_Text provided_:
Ignition and Link Management
When a node is in the "RF sync" state, timing is derived from a peer node. However, timing errors can occur and accumulate at each hop, which degrades timing. Terragraph places a limit on the number of hops allowed from a timing source and controls the accumulation of timing errors by implementing the following constraints:
- A DN may only ignite another DN if it is in the "PPS sync" state.
- A DN may only ignite a CN if it is in the "PPS sync" or "RF sync" state.
- A DN in the "RF sync" state will remove a link to a peer DN if the peer is not in the "PPS sync" state.
A sync state indicator (SSI) provides this information as follows:
- When a node gets its timing from network messages, the SSI will be the number of hops between the local node and the node serving as the timing source.
- When a node gets its timing directly from an input timing source, the SSI will be zero.
- When a node is in the "no sync" state, the SSI will be 255.
The table below shows the link management actions for each sync state. In the current Terragraph implementation, X = 1.
|Sync State||Initiate Link to Peer DN||Initiate Link to Peer CN||Accept Link Initiation from Peer DN||Delete Peer DN Link||Delete Peer CN Link|
|RF Sync [local SSI < X]||Yes||Yes||Yes||No||No|
|RF Sync [local SSI >= X]||No||Yes||Yes||Yes if peer SSI >= X||Yes|
E2E Controller and GPS Survey-In
Where applicable, the configuration of the GPS receiver on each DN is handled by the E2E controller. The E2E controller enables position-assisted GPS and minimizes the need for user input. Since the DN is immobile, it uses the "survey-in" feature to determine its own position. When a node is in "survey-in" mode, it surveys the sky for satellites from which to get its geographic coordinates (longitude and latitude). The node will remain in "survey-in" mode until:
- It gets its GPS coordinates from a satellite.
- "Survey-in" fails.
- A user manually inputs the GPS coordinates.

_Source excerpt_:

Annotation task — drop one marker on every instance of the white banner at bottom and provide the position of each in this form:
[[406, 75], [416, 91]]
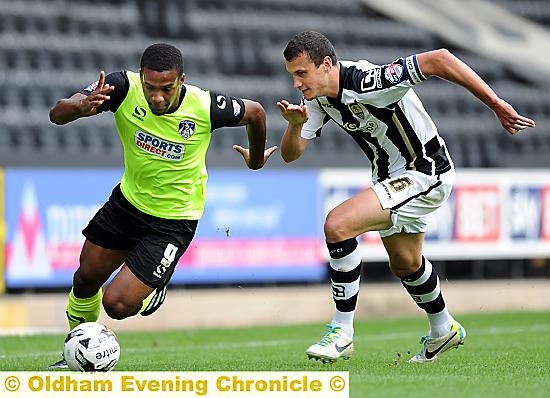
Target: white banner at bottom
[[174, 384]]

_Stated goal_:
Copy out the Terragraph timing and link management text above in full, word for word.

_Full output_:
Ignition and Link Management
When a node is in the "RF sync" state, timing is derived from a peer node. However, timing errors can occur and accumulate at each hop, which degrades timing. Terragraph places a limit on the number of hops allowed from a timing source and controls the accumulation of timing errors by implementing the following constraints:
- A DN may only ignite another DN if it is in the "PPS sync" state.
- A DN may only ignite a CN if it is in the "PPS sync" or "RF sync" state.
- A DN in the "RF sync" state will remove a link to a peer DN if the peer is not in the "PPS sync" state.
A sync state indicator (SSI) provides this information as follows:
- When a node gets its timing from network messages, the SSI will be the number of hops between the local node and the node serving as the timing source.
- When a node gets its timing directly from an input timing source, the SSI will be zero.
- When a node is in the "no sync" state, the SSI will be 255.
The table below shows the link management actions for each sync state. In the current Terragraph implementation, X = 1.
|Sync State||Initiate Link to Peer DN||Initiate Link to Peer CN||Accept Link Initiation from Peer DN||Delete Peer DN Link||Delete Peer CN Link|
|RF Sync [local SSI < X]||Yes||Yes||Yes||No||No|
|RF Sync [local SSI >= X]||No||Yes||Yes||Yes if peer SSI >= X||Yes|
E2E Controller and GPS Survey-In
Where applicable, the configuration of the GPS receiver on each DN is handled by the E2E controller. The E2E controller enables position-assisted GPS and minimizes the need for user input. Since the DN is immobile, it uses the "survey-in" feature to determine its own position. When a node is in "survey-in" mode, it surveys the sky for satellites from which to get its geographic coordinates (longitude and latitude). The node will remain in "survey-in" mode until:
- It gets its GPS coordinates from a satellite.
- "Survey-in" fails.
- A user manually inputs the GPS coordinates.